- Your assignment -
Start at the line with "Target: red cherry tomato on vine" in the records below, stop at the line with "Put a point on every instance of the sliced salami;", and return every line in that span exactly, the two end lines included.
━━ Records for the exercise
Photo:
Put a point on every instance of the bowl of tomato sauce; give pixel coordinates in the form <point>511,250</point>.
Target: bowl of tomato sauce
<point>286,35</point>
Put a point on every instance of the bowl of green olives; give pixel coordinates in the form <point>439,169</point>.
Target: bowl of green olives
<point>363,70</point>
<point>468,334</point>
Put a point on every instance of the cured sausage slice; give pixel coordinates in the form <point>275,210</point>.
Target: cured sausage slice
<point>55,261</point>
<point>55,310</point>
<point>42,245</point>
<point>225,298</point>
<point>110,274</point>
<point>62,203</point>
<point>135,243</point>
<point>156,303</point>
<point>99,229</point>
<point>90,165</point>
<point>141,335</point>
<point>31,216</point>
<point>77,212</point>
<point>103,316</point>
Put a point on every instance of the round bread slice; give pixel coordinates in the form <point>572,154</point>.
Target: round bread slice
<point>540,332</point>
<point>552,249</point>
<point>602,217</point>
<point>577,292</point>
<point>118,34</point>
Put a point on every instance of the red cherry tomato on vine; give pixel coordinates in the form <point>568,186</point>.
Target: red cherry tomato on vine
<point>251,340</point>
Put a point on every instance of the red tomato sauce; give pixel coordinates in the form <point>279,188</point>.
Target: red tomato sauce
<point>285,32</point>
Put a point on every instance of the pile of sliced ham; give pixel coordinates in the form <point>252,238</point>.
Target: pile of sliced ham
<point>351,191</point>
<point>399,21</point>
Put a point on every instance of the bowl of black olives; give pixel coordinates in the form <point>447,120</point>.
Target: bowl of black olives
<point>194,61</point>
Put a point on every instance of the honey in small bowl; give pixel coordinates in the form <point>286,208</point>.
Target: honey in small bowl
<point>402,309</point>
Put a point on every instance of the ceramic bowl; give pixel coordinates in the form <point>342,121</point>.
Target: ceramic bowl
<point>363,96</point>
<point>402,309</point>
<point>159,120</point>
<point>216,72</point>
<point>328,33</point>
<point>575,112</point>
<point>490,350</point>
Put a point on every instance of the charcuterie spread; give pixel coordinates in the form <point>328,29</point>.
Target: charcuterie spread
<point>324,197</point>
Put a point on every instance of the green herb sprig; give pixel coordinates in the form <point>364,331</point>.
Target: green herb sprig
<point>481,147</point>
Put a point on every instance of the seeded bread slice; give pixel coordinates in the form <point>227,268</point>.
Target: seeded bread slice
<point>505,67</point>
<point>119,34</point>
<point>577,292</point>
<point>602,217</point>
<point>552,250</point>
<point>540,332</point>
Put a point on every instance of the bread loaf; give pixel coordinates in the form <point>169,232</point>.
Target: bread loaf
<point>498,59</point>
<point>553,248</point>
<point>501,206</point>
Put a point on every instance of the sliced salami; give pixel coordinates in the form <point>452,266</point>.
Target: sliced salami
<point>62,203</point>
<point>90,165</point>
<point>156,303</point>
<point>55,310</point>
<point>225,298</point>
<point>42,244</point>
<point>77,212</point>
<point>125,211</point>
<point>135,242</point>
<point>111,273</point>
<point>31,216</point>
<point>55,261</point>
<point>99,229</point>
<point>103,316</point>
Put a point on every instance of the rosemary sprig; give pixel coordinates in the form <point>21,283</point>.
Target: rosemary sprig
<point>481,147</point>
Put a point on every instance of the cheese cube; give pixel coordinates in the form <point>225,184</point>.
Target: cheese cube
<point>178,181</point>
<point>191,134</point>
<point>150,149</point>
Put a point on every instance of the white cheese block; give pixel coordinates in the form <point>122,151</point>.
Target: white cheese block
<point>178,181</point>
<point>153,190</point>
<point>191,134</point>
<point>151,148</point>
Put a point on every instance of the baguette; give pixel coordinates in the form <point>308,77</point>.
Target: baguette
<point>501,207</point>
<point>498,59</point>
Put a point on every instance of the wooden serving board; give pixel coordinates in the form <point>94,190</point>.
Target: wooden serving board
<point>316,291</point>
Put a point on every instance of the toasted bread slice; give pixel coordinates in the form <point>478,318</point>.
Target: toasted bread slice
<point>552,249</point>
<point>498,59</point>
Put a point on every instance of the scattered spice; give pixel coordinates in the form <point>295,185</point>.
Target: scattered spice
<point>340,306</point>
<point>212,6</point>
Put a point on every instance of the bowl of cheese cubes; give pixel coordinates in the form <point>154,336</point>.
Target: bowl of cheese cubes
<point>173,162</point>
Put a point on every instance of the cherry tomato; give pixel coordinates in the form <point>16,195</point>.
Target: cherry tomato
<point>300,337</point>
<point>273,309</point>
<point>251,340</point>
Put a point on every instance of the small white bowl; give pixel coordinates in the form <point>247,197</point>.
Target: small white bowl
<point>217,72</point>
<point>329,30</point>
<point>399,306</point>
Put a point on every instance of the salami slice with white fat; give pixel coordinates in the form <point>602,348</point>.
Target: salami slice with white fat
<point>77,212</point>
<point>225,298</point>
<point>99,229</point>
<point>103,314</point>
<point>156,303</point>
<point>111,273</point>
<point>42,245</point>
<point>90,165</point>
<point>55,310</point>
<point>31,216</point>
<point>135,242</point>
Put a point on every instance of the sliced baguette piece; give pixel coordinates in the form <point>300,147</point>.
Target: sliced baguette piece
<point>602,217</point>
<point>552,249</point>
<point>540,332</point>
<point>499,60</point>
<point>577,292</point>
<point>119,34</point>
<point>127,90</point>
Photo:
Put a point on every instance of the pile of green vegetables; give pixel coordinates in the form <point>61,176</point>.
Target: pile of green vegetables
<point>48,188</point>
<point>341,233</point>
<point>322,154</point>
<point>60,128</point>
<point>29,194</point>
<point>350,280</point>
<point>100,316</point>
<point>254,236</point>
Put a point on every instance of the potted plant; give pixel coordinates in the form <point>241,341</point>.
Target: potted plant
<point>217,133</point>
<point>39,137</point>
━━━━
━━ Records for the exercise
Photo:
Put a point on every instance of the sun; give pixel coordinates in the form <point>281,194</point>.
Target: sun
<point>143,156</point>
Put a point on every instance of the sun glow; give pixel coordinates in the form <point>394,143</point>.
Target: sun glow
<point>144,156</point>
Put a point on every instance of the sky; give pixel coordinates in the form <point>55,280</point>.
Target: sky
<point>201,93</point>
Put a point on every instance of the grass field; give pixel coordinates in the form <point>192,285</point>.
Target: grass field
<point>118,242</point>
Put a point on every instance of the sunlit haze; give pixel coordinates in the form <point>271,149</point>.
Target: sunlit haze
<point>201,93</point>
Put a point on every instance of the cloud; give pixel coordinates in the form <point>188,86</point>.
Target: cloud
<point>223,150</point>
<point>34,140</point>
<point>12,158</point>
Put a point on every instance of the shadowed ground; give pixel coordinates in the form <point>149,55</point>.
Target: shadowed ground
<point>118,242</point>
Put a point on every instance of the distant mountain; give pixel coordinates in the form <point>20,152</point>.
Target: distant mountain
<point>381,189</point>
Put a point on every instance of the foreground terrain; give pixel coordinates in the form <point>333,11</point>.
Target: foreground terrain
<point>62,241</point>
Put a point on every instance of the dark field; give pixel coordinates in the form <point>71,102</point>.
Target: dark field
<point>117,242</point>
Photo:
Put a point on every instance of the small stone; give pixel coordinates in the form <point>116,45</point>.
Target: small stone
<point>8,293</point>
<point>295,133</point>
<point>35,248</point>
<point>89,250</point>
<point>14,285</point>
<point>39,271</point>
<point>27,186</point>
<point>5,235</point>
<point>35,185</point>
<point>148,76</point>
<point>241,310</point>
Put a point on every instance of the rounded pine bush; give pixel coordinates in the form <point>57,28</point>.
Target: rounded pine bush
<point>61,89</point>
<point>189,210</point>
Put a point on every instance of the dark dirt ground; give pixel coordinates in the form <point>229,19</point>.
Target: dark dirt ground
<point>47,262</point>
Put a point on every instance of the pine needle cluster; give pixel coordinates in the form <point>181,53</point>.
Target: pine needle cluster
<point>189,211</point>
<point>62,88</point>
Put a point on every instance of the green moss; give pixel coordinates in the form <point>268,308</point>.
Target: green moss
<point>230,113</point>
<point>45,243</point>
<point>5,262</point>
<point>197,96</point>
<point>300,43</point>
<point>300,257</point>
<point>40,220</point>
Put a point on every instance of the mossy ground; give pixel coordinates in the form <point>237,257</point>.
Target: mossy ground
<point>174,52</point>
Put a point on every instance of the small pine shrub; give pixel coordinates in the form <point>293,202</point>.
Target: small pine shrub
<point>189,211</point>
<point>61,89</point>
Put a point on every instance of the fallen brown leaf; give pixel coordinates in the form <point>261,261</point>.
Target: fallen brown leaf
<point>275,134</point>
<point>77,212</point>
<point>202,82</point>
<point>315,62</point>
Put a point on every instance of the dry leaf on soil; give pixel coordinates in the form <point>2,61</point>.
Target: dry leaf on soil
━━━━
- Expected answer -
Target: red cherry tomato on vine
<point>251,340</point>
Put a point on every instance of the red tomato sauce; give pixel coordinates in the form <point>279,188</point>.
Target: red tomato sauce
<point>285,32</point>
Put a point on every instance of the pile of sliced ham; give pixel coordinates in the form <point>252,238</point>.
Target: pile of sliced ham
<point>351,191</point>
<point>399,21</point>
Put a point on every instance of the bowl of black olives; give pixel coordinates in the form <point>447,120</point>.
Target: bowl of black olives
<point>194,61</point>
Put a point on every instance of the honey in small bowl; give pixel coordinates in the form <point>286,208</point>.
Target: honey in small bowl
<point>402,309</point>
Put a point on every instance of the ceramic bowl; give pixel coordinates in the form <point>342,121</point>.
Target: ceramic bowl
<point>363,96</point>
<point>402,309</point>
<point>159,120</point>
<point>216,72</point>
<point>328,33</point>
<point>575,112</point>
<point>490,350</point>
Put a point on every instance of the charcuterie spread; give pixel coordinates in the form <point>328,29</point>.
Target: charcuterie spread
<point>324,197</point>
Put a point on every instance of the green herb sprig; give pixel coordinates in the form <point>364,331</point>.
Target: green herb sprig
<point>481,147</point>
Put a point on every instance of the seeded bread slice; give pixel coordinates in the form <point>227,268</point>.
Target: seeded bread slice
<point>505,67</point>
<point>119,34</point>
<point>577,292</point>
<point>602,217</point>
<point>552,250</point>
<point>540,332</point>
Put a point on every instance of the bread loaf; give pixel coordinates in the form <point>169,232</point>.
Target: bread loaf
<point>498,59</point>
<point>553,248</point>
<point>501,206</point>
Put a point on every instance of the sliced salami; give pixel coordinates in the form <point>452,266</point>.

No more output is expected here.